Input –
────────

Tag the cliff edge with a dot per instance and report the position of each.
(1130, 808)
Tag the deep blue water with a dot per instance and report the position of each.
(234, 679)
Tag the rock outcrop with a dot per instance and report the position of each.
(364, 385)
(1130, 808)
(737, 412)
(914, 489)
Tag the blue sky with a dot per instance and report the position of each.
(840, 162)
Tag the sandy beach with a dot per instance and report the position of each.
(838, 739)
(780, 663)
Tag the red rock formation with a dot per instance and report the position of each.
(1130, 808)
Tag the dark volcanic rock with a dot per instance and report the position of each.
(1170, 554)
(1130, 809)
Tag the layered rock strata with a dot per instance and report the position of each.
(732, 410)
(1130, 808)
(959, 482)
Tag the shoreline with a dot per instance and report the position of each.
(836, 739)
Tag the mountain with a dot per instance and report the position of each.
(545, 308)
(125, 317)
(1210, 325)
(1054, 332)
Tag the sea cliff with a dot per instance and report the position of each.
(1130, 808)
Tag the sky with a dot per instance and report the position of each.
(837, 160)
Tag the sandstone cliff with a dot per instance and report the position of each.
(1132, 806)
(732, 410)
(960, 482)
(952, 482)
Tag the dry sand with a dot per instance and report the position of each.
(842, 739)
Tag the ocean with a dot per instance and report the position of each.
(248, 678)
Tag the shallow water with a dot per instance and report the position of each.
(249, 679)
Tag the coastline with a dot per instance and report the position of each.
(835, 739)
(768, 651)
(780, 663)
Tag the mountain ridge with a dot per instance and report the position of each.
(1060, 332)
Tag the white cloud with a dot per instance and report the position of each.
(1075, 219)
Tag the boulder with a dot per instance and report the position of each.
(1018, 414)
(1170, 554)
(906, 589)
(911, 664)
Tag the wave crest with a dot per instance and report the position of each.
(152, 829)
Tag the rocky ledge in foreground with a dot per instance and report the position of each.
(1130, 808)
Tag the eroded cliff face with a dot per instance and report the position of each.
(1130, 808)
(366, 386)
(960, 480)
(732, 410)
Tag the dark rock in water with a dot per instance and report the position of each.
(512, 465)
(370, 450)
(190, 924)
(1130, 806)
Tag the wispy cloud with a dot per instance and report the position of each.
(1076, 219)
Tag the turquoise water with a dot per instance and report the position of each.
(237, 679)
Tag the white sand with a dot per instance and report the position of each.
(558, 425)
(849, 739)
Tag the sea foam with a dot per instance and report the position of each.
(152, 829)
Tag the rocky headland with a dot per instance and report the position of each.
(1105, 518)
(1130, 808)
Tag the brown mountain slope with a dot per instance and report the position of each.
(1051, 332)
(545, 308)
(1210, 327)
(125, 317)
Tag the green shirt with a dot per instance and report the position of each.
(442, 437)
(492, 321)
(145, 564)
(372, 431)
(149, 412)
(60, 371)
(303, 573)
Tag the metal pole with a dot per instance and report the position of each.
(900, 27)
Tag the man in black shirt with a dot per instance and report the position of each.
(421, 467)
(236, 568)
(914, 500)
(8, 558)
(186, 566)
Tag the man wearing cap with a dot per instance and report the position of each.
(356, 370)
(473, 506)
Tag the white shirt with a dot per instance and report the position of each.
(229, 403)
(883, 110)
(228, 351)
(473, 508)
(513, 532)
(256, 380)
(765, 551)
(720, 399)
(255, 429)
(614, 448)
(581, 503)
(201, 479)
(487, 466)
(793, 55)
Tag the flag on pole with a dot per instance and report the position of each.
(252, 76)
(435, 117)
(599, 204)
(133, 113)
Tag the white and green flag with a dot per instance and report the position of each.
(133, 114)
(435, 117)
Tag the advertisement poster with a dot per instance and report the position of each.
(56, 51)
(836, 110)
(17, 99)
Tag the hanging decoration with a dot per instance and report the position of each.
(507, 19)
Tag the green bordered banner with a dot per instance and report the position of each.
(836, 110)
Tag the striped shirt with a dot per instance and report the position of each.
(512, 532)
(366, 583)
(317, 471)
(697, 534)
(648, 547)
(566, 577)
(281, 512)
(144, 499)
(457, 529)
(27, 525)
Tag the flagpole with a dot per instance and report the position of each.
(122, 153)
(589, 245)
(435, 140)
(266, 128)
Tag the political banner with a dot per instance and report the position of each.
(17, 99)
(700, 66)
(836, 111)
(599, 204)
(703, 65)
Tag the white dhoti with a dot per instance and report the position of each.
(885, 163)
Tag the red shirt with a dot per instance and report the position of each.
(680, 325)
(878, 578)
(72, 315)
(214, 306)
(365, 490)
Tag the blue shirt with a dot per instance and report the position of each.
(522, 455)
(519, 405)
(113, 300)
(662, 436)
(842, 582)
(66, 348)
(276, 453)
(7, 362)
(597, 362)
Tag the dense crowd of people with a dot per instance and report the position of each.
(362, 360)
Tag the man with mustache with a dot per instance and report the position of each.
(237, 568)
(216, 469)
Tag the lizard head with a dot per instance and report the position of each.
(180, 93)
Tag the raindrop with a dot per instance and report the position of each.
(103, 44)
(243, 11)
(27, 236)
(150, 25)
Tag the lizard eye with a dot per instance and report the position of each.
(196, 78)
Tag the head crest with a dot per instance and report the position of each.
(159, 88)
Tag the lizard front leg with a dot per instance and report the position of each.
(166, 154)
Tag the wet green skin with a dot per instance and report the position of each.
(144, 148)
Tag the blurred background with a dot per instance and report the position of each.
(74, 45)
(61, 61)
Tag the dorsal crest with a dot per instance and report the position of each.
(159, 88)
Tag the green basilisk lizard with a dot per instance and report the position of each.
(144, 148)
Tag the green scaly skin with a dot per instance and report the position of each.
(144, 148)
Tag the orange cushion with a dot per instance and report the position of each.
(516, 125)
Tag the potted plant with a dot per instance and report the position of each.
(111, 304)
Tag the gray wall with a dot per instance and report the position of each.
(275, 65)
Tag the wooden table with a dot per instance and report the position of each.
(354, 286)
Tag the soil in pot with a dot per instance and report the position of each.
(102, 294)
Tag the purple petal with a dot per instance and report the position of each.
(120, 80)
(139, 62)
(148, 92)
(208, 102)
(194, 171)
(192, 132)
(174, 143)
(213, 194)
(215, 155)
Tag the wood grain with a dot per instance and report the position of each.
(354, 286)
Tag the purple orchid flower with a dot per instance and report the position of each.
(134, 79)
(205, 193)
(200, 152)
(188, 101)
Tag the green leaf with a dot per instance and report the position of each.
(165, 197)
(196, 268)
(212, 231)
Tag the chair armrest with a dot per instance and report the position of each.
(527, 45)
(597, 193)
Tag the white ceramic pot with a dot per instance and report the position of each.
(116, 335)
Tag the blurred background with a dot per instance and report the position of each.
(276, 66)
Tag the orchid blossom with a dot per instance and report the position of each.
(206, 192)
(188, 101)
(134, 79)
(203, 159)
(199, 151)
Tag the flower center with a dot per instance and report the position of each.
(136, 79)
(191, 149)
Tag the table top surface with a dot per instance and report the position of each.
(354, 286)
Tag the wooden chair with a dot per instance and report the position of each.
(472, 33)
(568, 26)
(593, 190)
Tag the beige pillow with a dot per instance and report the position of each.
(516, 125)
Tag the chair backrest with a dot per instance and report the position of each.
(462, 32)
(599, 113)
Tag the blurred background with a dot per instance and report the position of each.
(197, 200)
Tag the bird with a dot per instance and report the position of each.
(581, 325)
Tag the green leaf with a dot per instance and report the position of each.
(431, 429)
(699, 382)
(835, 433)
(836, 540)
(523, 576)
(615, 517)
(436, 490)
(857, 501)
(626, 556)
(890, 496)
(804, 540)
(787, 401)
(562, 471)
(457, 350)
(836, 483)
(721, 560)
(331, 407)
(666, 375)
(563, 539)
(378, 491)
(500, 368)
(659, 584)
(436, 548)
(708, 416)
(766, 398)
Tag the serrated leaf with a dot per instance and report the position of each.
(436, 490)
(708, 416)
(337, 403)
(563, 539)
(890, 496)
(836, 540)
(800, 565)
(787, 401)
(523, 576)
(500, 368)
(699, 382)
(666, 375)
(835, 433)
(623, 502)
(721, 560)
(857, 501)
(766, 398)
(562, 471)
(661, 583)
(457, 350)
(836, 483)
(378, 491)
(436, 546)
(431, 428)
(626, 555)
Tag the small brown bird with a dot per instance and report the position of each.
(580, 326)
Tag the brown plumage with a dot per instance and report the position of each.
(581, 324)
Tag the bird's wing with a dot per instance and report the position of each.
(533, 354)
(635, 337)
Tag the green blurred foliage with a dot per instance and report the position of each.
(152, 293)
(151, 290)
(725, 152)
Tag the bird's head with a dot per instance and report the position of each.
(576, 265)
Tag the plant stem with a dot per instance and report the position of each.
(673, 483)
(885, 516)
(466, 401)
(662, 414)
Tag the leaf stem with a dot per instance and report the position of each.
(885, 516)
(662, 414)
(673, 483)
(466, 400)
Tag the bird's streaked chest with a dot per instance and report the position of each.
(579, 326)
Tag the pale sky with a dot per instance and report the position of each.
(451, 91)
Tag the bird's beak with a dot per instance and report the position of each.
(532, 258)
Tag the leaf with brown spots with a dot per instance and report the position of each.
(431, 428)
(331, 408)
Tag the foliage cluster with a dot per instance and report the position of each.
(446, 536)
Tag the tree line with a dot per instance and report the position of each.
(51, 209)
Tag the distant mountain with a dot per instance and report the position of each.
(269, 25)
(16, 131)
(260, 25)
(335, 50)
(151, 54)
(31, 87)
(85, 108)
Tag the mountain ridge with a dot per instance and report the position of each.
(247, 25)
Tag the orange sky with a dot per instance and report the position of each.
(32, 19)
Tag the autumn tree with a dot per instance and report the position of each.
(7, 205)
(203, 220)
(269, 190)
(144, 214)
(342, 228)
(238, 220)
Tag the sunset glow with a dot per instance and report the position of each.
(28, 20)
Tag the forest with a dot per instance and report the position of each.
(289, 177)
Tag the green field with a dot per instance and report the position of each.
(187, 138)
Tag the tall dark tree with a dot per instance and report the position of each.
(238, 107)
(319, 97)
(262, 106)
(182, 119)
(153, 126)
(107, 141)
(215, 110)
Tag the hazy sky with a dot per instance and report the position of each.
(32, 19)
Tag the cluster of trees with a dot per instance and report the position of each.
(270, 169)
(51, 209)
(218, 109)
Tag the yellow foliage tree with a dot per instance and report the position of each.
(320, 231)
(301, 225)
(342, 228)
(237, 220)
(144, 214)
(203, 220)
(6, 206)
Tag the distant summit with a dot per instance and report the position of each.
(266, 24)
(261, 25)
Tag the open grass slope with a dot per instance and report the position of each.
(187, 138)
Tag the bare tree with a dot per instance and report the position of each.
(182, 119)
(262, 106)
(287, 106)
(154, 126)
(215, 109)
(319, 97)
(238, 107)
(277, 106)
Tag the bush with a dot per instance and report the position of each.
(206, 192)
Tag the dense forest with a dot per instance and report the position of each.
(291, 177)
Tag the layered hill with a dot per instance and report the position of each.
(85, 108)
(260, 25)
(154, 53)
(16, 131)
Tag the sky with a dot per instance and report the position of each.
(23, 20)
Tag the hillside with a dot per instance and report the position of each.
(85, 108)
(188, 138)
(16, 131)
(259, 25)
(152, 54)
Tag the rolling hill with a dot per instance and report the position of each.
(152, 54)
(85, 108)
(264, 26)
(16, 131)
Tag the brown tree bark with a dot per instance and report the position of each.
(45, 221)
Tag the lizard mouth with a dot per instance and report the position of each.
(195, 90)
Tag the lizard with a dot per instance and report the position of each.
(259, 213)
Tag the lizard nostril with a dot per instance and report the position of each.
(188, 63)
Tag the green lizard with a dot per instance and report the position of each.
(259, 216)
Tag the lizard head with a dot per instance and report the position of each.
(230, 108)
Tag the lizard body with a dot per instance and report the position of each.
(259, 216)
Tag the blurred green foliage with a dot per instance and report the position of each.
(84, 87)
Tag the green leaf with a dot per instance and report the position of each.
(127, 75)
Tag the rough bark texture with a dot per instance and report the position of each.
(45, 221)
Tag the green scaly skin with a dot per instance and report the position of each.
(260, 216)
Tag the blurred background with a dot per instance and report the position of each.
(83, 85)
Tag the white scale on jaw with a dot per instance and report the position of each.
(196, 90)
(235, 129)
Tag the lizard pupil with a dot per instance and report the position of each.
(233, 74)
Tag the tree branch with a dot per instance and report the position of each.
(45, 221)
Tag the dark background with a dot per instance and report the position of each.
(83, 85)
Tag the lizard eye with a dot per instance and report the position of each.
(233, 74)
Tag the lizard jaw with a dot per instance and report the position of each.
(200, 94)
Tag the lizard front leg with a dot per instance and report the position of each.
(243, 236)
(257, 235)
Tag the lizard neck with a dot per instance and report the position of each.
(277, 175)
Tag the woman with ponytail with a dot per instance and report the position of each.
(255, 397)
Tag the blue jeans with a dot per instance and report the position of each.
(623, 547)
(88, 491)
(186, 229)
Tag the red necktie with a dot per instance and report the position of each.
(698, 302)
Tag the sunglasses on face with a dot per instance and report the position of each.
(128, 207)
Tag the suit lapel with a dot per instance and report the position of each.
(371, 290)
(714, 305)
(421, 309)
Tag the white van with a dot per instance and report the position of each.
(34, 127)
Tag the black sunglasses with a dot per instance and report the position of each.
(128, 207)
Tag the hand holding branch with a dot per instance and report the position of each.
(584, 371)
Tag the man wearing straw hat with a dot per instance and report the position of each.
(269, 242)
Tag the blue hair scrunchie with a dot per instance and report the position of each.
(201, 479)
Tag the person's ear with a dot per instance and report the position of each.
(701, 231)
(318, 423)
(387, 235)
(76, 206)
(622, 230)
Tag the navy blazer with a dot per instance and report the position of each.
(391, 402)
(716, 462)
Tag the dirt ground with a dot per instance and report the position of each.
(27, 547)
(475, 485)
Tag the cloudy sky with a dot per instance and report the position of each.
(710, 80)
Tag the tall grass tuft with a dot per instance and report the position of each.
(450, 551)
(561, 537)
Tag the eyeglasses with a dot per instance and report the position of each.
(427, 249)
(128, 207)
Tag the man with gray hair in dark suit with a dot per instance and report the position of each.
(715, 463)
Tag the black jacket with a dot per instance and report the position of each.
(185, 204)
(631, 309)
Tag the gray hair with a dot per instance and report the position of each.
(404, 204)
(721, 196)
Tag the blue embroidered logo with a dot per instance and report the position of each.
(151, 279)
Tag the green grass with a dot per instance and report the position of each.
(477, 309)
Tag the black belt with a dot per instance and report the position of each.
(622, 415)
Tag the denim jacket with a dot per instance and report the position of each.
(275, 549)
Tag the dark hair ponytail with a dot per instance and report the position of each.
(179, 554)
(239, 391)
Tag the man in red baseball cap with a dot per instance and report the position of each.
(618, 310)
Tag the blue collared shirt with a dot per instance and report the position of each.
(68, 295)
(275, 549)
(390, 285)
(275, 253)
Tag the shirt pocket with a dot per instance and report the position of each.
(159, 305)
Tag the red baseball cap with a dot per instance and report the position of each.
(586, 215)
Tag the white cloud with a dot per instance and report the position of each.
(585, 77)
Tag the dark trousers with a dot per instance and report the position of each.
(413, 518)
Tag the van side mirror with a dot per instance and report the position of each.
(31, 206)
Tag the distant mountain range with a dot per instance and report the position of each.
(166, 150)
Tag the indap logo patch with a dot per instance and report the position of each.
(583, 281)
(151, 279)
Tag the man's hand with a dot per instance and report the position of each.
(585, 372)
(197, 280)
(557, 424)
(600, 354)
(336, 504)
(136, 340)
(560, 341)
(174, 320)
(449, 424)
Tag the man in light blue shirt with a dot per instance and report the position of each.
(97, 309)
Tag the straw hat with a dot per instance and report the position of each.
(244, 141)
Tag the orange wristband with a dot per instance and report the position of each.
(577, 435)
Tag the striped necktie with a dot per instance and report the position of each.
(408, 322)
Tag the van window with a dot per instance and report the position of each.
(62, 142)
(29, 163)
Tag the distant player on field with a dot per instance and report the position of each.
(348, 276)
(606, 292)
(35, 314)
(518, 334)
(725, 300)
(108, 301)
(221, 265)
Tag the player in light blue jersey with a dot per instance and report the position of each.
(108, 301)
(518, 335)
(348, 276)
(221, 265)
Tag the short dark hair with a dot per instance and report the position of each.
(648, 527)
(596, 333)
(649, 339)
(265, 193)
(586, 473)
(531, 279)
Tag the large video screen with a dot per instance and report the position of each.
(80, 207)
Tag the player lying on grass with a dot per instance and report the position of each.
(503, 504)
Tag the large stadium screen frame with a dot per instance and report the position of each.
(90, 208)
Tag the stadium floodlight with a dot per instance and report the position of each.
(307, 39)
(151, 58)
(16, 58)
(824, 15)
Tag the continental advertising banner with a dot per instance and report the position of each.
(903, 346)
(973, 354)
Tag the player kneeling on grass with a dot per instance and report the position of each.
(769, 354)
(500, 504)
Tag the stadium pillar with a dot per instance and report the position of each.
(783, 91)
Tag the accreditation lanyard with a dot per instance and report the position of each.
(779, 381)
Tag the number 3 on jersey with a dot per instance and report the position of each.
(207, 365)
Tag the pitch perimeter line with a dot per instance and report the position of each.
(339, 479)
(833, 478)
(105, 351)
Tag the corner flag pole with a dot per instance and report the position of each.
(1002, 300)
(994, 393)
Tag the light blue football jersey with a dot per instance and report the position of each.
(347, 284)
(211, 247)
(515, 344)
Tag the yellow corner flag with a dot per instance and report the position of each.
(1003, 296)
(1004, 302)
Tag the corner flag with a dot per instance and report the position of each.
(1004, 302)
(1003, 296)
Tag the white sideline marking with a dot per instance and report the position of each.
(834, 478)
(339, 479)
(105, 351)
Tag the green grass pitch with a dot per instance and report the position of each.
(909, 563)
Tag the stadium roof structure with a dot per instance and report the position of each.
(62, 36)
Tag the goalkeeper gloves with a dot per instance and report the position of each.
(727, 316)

────────

Starting at the line with "Tag the corner flag with", print each remaining line of the listing above exactly as it appears.

Output of the task –
Tag the corner flag with a dot per instance and report the position of each.
(1004, 302)
(1003, 296)
Tag the white sideline marking with a dot per instance and report the position of each.
(834, 478)
(339, 479)
(105, 351)
Tag the green grass pitch with a dot per instance and report the position of each.
(909, 563)
Tag the stadium roof structure with a dot per instance and report the position of each.
(62, 36)
Tag the goalkeeper gloves with a dot per instance and report the position of each.
(727, 316)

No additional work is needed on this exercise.